Goal of the exercise: Start with the line containing "Where can the dark" and write out each line through the end of the listing, exactly as given.
===
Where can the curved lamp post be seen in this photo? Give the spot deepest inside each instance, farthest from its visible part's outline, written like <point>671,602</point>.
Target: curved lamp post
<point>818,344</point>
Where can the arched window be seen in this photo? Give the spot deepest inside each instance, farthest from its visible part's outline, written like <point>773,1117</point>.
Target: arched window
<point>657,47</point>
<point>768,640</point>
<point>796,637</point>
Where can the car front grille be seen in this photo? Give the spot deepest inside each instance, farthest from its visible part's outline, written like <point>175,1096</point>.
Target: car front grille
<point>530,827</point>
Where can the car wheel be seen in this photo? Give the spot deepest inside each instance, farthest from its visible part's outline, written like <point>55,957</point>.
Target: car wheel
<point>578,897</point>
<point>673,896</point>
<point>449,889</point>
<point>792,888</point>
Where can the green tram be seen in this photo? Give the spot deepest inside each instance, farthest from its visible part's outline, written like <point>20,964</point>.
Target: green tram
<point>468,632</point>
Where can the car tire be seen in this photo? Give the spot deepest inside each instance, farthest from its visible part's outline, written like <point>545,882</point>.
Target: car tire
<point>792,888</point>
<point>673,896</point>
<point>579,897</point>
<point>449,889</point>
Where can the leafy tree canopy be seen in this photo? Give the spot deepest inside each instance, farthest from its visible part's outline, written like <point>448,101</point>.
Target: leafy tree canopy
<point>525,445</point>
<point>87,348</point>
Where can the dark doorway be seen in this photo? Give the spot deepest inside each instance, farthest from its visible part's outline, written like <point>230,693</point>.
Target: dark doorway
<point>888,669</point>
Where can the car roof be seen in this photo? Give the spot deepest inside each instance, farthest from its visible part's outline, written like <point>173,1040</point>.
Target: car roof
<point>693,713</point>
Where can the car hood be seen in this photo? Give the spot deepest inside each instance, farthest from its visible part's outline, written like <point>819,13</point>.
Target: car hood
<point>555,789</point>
===
Reply to the exercise:
Where can the dark doorway be seen in this photo? Give the spot deepest inside each instance, farthest from its visible part's outline, written like <point>230,693</point>.
Target: dark doorway
<point>888,669</point>
Where can the car roof be seen in this photo? Give the spot deepest inside each instance, farthest from its visible part's outline, written like <point>173,1040</point>.
Target: car roof
<point>693,713</point>
Where can the car hood be seen in this photo? Give the spot deepest inside each instance, farthest from its visible part's outline, written like <point>819,13</point>.
Target: car hood
<point>555,789</point>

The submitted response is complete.